Repeat exactly each line of the data provided below.

===== Information given =====

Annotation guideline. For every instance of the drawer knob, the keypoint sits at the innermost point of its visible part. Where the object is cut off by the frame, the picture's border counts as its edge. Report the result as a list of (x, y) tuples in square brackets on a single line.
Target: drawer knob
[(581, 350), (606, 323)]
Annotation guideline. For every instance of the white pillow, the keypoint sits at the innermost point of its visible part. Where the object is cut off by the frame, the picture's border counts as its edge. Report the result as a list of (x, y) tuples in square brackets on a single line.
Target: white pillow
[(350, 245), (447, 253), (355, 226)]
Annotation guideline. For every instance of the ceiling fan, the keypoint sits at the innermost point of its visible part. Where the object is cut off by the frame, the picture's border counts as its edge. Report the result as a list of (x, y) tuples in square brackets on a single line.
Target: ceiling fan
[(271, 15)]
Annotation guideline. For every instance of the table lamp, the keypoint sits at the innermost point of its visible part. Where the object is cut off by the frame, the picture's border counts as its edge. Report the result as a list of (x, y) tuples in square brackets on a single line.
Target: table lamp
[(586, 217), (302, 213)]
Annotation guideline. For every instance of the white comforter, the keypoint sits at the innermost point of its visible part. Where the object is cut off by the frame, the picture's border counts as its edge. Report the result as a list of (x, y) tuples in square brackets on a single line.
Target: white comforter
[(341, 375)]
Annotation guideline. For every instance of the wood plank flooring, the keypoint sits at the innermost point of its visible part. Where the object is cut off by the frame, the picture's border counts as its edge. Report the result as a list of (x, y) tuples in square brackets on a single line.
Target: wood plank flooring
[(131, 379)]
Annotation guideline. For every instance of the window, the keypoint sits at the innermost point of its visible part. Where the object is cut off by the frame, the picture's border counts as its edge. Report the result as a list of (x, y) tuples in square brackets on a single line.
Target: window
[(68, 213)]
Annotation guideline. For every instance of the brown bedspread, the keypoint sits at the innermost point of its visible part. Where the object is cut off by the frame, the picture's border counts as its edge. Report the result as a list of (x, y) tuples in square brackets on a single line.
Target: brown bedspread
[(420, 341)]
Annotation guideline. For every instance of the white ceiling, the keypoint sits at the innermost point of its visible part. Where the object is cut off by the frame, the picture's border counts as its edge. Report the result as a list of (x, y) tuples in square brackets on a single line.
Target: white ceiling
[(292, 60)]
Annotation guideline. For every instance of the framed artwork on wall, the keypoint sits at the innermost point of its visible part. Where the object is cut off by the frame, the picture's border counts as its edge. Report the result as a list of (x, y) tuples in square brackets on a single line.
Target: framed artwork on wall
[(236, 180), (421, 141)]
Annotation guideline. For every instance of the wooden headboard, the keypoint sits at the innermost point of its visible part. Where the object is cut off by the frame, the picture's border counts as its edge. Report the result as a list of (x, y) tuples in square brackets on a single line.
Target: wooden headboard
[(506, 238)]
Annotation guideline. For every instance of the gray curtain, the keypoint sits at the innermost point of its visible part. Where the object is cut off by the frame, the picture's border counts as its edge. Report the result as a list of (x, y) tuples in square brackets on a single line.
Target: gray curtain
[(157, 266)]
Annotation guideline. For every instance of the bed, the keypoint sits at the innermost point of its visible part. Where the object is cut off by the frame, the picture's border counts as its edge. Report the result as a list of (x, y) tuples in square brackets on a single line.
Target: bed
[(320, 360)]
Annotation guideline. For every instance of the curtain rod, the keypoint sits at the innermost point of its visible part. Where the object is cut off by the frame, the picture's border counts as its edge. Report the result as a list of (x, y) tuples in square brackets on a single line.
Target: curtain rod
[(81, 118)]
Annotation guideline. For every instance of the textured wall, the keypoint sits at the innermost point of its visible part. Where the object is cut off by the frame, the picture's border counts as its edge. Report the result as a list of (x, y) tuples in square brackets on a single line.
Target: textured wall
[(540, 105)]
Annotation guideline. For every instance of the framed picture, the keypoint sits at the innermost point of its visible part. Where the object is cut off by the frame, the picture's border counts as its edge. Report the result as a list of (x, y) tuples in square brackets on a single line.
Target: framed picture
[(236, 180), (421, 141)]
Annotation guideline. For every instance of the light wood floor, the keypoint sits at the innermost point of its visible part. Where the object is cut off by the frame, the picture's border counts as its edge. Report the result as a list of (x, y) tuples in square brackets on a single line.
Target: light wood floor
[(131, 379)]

=====

Written answer |
Annotation guideline. For every instance of the drawer knob, the keypoint sits at the innermost point of its visible part. Where the object is cut off by the frame, the picture's border counts as its edge. Report the result as a list of (x, y) tuples in square brackets on a single line.
Target: drawer knob
[(581, 350), (606, 323)]
Annotation guideline. For every instance of the white pillow, the keypoint sits at the innermost point of its visible part. Where the object is cut off by the frame, the picture's border counts as its edge. Report the result as a list of (x, y) tuples in square brackets on a single line.
Target: white pillow
[(350, 245), (447, 253), (355, 226)]
Annotation guideline. For every instance of the ceiling fan, the keypoint sits at the innermost point of its visible part. Where the object is cut off by the frame, the picture's border counts as its edge. Report the result as a list of (x, y) tuples in square brackets on a single line.
Target: ceiling fan
[(271, 15)]
Annotation guideline. For every instance of the table lamp, the keypoint sits at the innermost point of its visible part. Where the object is cut off by the frame, the picture's border counts as its edge. Report the result as a list of (x, y) tuples in square brackets on a single line.
Target: table lamp
[(586, 217), (302, 213)]
Annotation guideline. For every instance of the white comforter, the keypoint sits at the innermost point of its visible part. Where the object is cut off by the frame, the picture's border counts as its edge. Report the result as a list of (x, y) tuples in square brackets on a single line.
Target: white comforter
[(341, 375)]
Annotation guideline. For every instance of the wood plank flooring, the keypoint sits at the innermost point of its visible part. Where the object is cut off by the frame, the picture's border counts as its edge. Report the result as a list of (x, y) tuples in square brackets on a single line.
Target: wood plank flooring
[(131, 379)]
Annotation guideline. For every instance of the window, the keypoint sits at the innermost point of its visible part. Where the object is cut off by the frame, the picture's border counts as its edge. Report the result as a list of (x, y) tuples in square brackets on a single line.
Target: window
[(68, 213)]
Annotation guideline. For every instance of the brown bedspread, the keypoint sits at the innermost point of its visible part. Where the object is cut off by the frame, the picture's border counts as its edge. Report the result as a list of (x, y) tuples in square brackets on a single line.
Target: brown bedspread
[(420, 341)]
Annotation guideline. For every instance of the white ceiling, the keypoint sits at the innermost point of its visible part. Where the object is cut off by the frame, the picture's border counts as its edge. Report the result as a list of (x, y) tuples in square brackets on a single line.
Target: white ceiling
[(292, 60)]
Annotation guideline. For every instance of the framed artwork on wall, the keypoint sits at the innermost point of its visible part. Where the object is cut off by the frame, the picture's border counts as its edge. Report the result as a list of (x, y) tuples in square brackets on a single line.
Target: framed artwork on wall
[(236, 180), (421, 141)]
Annotation guideline. For every instance of the wooden headboard, the keypoint sits at the innermost point of its visible part. Where the object is cut off by the frame, the picture's border counts as its edge. Report the result as a list of (x, y) tuples in square brackets on a single line.
Target: wooden headboard
[(506, 238)]
Annotation guideline. For every instance of the gray curtain, the keypoint sits at the innermost point of its visible part. Where the object is cut off by the frame, the picture's border counts as its edge. Report the result as a list of (x, y) tuples in square brackets on a single line.
Target: gray curtain
[(157, 266)]
Annotation guideline. For every instance of the bed, the keypoint sits at the innermost point of its visible part. Where the object is cut off by the frame, the picture's border counts as its edge. Report the result as a list of (x, y) tuples in square brackets on a single line.
Target: bed
[(320, 360)]
Annotation guideline. For every instance of the curtain rod, the keypoint sits at the innermost point of its visible part. Where the object is cut off by the frame, the picture's border counts as its edge. Report the result as a list of (x, y) tuples in square brackets on a single line.
Target: curtain rod
[(81, 118)]
Annotation guideline. For every instance of the textured wall, the keypoint sits at the innermost point of its visible part. Where the object is cut off by the frame, the picture's border counts as its edge. Report the result as a list of (x, y) tuples in square brackets on a single line.
Target: textured wall
[(540, 105)]
Annotation guideline. For every instance of the framed picture, the keypoint sits at the innermost point of its visible part. Where the object is cut off by the frame, the picture's border counts as its edge. Report the result as a list of (x, y) tuples in square brackets on a single line.
Target: framed picture
[(236, 180), (421, 141)]
Annotation guideline. For every instance of the light wood floor, the keypoint sits at the innermost point of its visible part. Where the object is cut off by the frame, the picture's border counts as its edge. Report the result as a list of (x, y) tuples in square brackets on a single line.
Target: light wood floor
[(131, 379)]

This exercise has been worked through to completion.